-- start LISTED ENTRIES --
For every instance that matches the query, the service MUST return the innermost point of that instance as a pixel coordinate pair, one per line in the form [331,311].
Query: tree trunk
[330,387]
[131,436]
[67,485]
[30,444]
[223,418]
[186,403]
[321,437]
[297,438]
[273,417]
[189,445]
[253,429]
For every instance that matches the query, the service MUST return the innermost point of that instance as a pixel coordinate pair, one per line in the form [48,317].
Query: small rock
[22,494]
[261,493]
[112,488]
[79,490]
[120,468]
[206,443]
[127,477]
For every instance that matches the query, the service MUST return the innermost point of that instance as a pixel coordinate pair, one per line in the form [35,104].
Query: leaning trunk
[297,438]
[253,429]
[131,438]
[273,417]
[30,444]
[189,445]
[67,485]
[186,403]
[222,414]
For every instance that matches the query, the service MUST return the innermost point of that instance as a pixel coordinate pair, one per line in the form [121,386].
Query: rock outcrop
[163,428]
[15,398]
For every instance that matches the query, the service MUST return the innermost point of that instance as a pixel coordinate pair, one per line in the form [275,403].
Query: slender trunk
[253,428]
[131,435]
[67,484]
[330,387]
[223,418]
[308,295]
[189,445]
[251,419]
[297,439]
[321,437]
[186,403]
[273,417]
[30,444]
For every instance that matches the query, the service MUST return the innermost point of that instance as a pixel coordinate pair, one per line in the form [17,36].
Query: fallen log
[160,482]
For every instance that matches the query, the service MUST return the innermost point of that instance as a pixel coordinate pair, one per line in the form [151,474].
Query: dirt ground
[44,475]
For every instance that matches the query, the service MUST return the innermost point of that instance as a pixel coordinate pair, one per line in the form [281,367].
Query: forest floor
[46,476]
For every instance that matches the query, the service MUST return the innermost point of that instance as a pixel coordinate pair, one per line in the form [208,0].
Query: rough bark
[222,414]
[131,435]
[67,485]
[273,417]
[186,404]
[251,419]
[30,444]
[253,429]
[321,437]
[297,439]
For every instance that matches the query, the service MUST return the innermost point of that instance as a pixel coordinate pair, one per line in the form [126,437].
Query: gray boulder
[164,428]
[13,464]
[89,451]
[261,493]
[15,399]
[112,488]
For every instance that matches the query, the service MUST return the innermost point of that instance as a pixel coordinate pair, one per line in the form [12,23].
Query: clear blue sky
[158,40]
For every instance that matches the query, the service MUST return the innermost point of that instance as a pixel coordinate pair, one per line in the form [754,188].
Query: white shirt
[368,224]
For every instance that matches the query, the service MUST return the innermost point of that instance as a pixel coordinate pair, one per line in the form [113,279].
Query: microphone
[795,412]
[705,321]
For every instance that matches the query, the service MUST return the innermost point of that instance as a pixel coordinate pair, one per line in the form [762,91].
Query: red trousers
-- end LISTED ENTRIES --
WHAT THE TASK REQUIRES
Copy out all of the records shown above exactly.

OUTPUT
For every instance that matches the query, the service MUST return the innermost point of that instance as a pixel coordinate pair, one per line in the form [331,311].
Query: tree trunk
[330,387]
[131,436]
[67,485]
[30,444]
[223,418]
[186,403]
[321,437]
[297,438]
[273,417]
[189,445]
[253,429]
For every instance that matches the query, the service MUST return the innermost point of that instance as a pixel coordinate pair, one per line in the form [48,317].
Query: small rock
[22,494]
[261,493]
[112,488]
[79,490]
[120,468]
[206,443]
[127,477]
For every instance that matches the query, the service MUST return the innermost point of that instance as a pixel coordinate pair, one per line in the form [35,104].
Query: leaning trunk
[297,438]
[253,429]
[131,438]
[273,417]
[30,444]
[189,445]
[67,485]
[186,403]
[222,414]
For every instance that matches the query, the service MUST return the innermost point of that instance as a pixel coordinate pair, one per line in the form [121,386].
Query: rock outcrop
[163,428]
[15,398]
For every instance that matches the query, the service MUST return the innermost point of that instance as a pixel coordinate pair, one per line in the form [275,403].
Query: slender trunk
[253,428]
[131,435]
[67,484]
[330,387]
[223,418]
[308,295]
[189,445]
[251,419]
[297,439]
[321,437]
[186,403]
[273,417]
[30,444]
For every instance that matches the query, the service MUST return the innermost point of that instance as a pixel coordinate pair, one per line in the form [17,36].
Query: fallen log
[160,482]
For every instance that matches the query, the service MUST return the innermost point of that instance as a pixel coordinate pair, one per line in the form [151,474].
Query: dirt ground
[44,475]
For every instance that matches the query, the service MUST return the innermost point of that instance as a pixel coordinate pair, one per line in the form [281,367].
Query: forest floor
[46,476]
For every instance that matches the query, the service MUST return the innermost point of that instance as a pixel coordinate pair, one per line in the form [208,0].
Query: rough bark
[222,414]
[131,435]
[67,485]
[273,417]
[186,404]
[251,419]
[30,444]
[253,429]
[321,437]
[297,439]
For every instance that matches the query, the service MUST return the innermost point of that instance as a pixel coordinate pair, one per line in the form [126,437].
Query: gray boulder
[164,428]
[13,464]
[89,451]
[261,493]
[15,399]
[112,488]
For every instance that matches the query, the service MUST return the innermost point of that instance as a pixel coordinate pair, one per line in the form [12,23].
Query: clear blue sky
[158,40]
For every instance that matches the query, the service MUST return the innermost point of that instance as a pixel coordinate pair, one per line in the form [754,188].
Query: white shirt
[368,224]
For every instance that matches the query, the service MUST return the innermost point of that instance as a pixel coordinate pair, one per line in the form [113,279].
Query: microphone
[795,412]
[705,321]
For every instance that matches the query, the service MUST return the innermost point of that instance as a pixel coordinate pair, one per line in the form [762,91].
Query: red trousers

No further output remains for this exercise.